- WORK REQUEST
Set the following entries down again exactly, line by line.

- DATASET RECORDS
.....

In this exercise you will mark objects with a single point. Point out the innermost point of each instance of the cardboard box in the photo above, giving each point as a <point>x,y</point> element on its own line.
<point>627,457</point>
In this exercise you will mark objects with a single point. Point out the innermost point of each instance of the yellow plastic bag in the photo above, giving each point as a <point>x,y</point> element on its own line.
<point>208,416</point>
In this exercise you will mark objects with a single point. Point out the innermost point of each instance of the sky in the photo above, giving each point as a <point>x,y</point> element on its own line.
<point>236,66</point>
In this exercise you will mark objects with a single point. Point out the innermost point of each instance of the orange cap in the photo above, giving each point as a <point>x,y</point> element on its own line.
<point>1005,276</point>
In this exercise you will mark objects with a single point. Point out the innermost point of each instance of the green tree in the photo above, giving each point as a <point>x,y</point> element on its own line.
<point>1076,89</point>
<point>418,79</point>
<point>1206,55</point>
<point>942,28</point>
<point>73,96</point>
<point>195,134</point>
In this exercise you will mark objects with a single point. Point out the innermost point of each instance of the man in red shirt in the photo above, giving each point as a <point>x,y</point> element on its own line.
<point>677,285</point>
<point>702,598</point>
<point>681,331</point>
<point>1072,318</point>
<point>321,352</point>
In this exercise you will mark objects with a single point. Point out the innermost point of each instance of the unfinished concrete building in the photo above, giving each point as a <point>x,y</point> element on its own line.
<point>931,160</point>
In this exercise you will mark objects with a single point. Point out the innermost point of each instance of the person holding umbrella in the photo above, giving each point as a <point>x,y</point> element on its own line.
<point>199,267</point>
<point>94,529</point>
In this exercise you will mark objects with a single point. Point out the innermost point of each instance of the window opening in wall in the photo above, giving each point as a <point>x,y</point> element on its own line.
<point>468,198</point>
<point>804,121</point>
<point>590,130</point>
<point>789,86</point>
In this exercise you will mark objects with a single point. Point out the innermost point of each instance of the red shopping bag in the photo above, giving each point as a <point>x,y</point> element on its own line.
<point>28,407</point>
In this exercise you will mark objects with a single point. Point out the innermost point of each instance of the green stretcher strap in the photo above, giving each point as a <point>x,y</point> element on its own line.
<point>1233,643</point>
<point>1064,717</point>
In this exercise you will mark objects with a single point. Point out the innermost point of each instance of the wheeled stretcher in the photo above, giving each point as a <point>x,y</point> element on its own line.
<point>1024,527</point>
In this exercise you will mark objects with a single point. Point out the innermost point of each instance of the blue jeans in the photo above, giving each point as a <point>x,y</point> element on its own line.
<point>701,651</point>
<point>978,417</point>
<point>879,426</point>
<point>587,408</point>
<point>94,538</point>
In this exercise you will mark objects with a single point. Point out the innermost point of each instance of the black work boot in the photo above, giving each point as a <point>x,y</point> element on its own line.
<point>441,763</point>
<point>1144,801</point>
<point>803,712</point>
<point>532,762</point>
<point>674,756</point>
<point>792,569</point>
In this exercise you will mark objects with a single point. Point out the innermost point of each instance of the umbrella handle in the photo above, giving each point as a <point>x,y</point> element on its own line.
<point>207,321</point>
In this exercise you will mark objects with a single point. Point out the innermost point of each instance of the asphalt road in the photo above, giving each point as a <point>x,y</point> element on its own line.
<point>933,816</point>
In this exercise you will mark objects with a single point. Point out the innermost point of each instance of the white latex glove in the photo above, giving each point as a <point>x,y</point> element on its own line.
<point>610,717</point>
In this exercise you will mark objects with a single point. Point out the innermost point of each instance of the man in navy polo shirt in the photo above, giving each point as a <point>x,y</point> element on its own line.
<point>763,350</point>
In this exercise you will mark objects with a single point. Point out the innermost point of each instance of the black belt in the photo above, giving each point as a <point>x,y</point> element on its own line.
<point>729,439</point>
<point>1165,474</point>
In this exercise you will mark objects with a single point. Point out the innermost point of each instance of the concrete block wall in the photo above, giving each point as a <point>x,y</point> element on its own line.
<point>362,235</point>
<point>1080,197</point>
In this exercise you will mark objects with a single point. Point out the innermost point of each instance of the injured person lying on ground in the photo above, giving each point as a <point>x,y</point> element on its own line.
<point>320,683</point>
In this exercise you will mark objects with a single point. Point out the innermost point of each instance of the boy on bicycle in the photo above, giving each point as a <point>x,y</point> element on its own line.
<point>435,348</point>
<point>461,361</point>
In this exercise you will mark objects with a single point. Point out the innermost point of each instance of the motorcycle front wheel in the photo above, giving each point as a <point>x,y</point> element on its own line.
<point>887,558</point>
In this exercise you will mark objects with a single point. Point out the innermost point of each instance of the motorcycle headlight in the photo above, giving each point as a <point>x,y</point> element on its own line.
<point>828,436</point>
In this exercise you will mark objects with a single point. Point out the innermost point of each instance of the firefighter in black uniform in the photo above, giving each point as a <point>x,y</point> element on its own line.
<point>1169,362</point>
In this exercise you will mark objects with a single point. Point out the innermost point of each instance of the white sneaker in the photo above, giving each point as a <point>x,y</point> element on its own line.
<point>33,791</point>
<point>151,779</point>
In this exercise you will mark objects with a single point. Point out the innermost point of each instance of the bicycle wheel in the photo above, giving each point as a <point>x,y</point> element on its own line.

.....

- SOLUTION TO THE EXERCISE
In this exercise you will mark objects with a single point. Point out the innermost point of each instance of the cardboard box in the photo above, giving each point as a <point>x,y</point> element on its own line.
<point>627,457</point>
In this exercise you will mark objects with a single point. Point out the innermost point of each instance of the yellow plastic bag in the photo above, giving each point as a <point>x,y</point> element on its own line.
<point>208,416</point>
In this exercise you will mark objects with a single point. Point out the innermost point of each instance of the sky in the photo above, giving each point as a <point>x,y</point> element on its own line.
<point>236,66</point>
In this exercise you will mark objects with a single point. Point out the innermost point of each instance of the orange cap in the photo above, giving each point as a <point>x,y</point> element on its own line.
<point>1005,276</point>
In this exercise you will mark objects with a single point. Point out the innermost point of each instance of the green tree in the photo above, giving each point as a <point>x,y</point> element on its own line.
<point>1076,89</point>
<point>418,79</point>
<point>1206,55</point>
<point>942,28</point>
<point>73,96</point>
<point>195,134</point>
In this exercise you will mark objects with a single point. Point out the innermost point of each instance of the man in red shirt in the photo above, giving each point as a <point>x,y</point> element on its own line.
<point>677,285</point>
<point>702,598</point>
<point>681,331</point>
<point>1072,318</point>
<point>321,352</point>
In this exercise you will mark objects with a single point. Point out the innermost point of each instance of the unfinished concrete building in the photo above, giving each point as a <point>x,y</point> element on its own line.
<point>931,160</point>
In this exercise you will mark objects with a single point. Point out the innermost point of each instance of the person holding umbrella in the photo above, giving each point as a <point>x,y</point> element on its own line.
<point>199,267</point>
<point>94,529</point>
In this exercise you will mark objects with a single point. Point out the innermost point of each instance of the window opening in wall in the photo above, giving each point as a <point>x,y</point> element on its own line.
<point>468,198</point>
<point>804,121</point>
<point>590,130</point>
<point>789,86</point>
In this exercise you will mark objects with a single point. Point out the innermost point of each instance of the red shopping bag in the photo above, giving each point as a <point>x,y</point> element on its own line.
<point>28,407</point>
In this exercise you will mark objects with a single point. Point out the innermost point of each instance of the green stretcher strap in the photo above, giving each point as a <point>x,y</point> element on its own line.
<point>1233,643</point>
<point>1064,717</point>
In this exercise you will mark objects with a single point. Point out the innermost point of each instance of the wheeled stretcher in the photo above, giving each point as a <point>x,y</point> element on its own line.
<point>1024,527</point>
In this exercise you will mark objects with a single point. Point out the innermost point of each instance of the blue jeans in the photo above, giving each point as a <point>x,y</point> element on its own line.
<point>701,651</point>
<point>978,417</point>
<point>879,426</point>
<point>587,408</point>
<point>94,538</point>
In this exercise you will mark objects with a single point. Point out the innermost point of each instance of the black work boot in the photo above, giving each point as a <point>x,y</point> element on its own line.
<point>441,763</point>
<point>1144,801</point>
<point>803,712</point>
<point>532,762</point>
<point>674,756</point>
<point>792,569</point>
In this exercise you will mark objects with a single point. Point out the innermost point of each instance of the umbrella handle in the photo above, giving each point as a <point>x,y</point> element on its own line.
<point>207,321</point>
In this exercise you will mark objects with a single point. Point out the innermost point of each instance of the asphalt road in the photo above, giving each point as a <point>x,y</point> element on its own line.
<point>933,816</point>
In this exercise you will mark objects with a single point. Point out the innermost point of each instance of the white latex glove in the photo above, giving each point as a <point>x,y</point> element on its own line.
<point>610,717</point>
In this exercise you will mark objects with a single point. Point out the innermost point of each instance of the man in navy polo shirt in the photo above, giving each point as a <point>x,y</point> element on its own line.
<point>763,350</point>
In this exercise you will mark objects with a single point. Point out the innermost point of each instance of the black belt in the photo above, giving each point as a <point>x,y</point> element on its own line.
<point>729,439</point>
<point>1165,474</point>
In this exercise you will mark objects with a single point. Point out the innermost point of each instance of the concrete block wall in the photo above, giving each point as a <point>x,y</point> element on its own line.
<point>362,235</point>
<point>1080,197</point>
In this exercise you will mark objects with a single point. Point out the innermost point of each instance of the injured person lying on ground in the photo above, giving each point as a <point>x,y</point> element on its own line.
<point>320,683</point>
In this exercise you will mark objects with a single point. Point out the innermost point of each instance of the boy on bicycle in the photo above, giving each point as a <point>x,y</point> element on its own line.
<point>435,348</point>
<point>461,361</point>
In this exercise you will mark objects with a single point. Point out the innermost point of each instance of the motorcycle front wheel in the photo above, giving each point as a <point>x,y</point> element on its own line.
<point>887,558</point>
In this exercise you will mark objects with a single point. Point out the innermost point of each instance of the motorcycle headlight in the photo above, giving each point as a <point>x,y</point> element on its own line.
<point>828,436</point>
In this exercise you will mark objects with a single point. Point out the innermost point of each instance of the firefighter in black uniform in the photo above, giving each point as a <point>x,y</point> element on its own line.
<point>1169,362</point>
In this exercise you will mark objects with a single point. Point out the innermost point of each instance of the white sneaker in the photo above, giving each point as a <point>x,y</point> element on its own line.
<point>33,791</point>
<point>151,779</point>
In this exercise you will mark objects with a single point. Point out the innermost point of each instance of the bicycle wheel in the photo above, giving each point as a <point>x,y</point> element on its own line.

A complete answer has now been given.